### TEXT
☆ ☆ ☆ ☆
A special post from Director Stephanie Carpenter, mom of 7 -soon-to-be- 9 daughters with special needs.
It’s summertime! For many families, this is a time of fun… and wonder at what you are going to do to entertain all your kids who are now out of school for three months! For the parents of special-needs children, this may prompt even more worries or wondering about how to balance the needs of your able-bodied and special-needs children on the family summer vacation. As the parents of six moderately to severely disabled daughters (excepting our eldest), none of whom walk independently, Brian and I are often met with questions abut how we make vacation “work” for our family.
In the adoption and special-needs community, I am often approached by families who wonder how they will make their vacation an enjoyable experience for all their kids. For parents of special-needs children, there are often other things to be taken into consideration.
How will I get my non-mobile child onto the beach?
How many wheelchairs do we need?
What about other adaptive equipment?
☆ ☆ ☆ ☆
### EXERCISES TO COMPLETE
(A) Render the sentence "How many wheelchairs do we need?" from the vacation post into Spanish.
(B) Reproduce word for word the stretch of the vacation post from "It’s summertime! For" through "for our family.".
The listing after this point has no connection to the vacation post.

### RAW DATA
☆ ☆ ☆ ☆
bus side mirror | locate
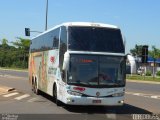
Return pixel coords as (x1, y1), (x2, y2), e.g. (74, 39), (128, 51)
(25, 28), (30, 36)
☆ ☆ ☆ ☆
### RESULTS
(A) ¿Cuántas sillas de ruedas necesitamos?

(B)
It’s summertime! For many families, this is a time of fun… and wonder at what you are going to do to entertain all your kids who are now out of school for three months! For the parents of special-needs children, this may prompt even more worries or wondering about how to balance the needs of your able-bodied and special-needs children on the family summer vacation. As the parents of six moderately to severely disabled daughters (excepting our eldest), none of whom walk independently, Brian and I are often met with questions abut how we make vacation “work” for our family.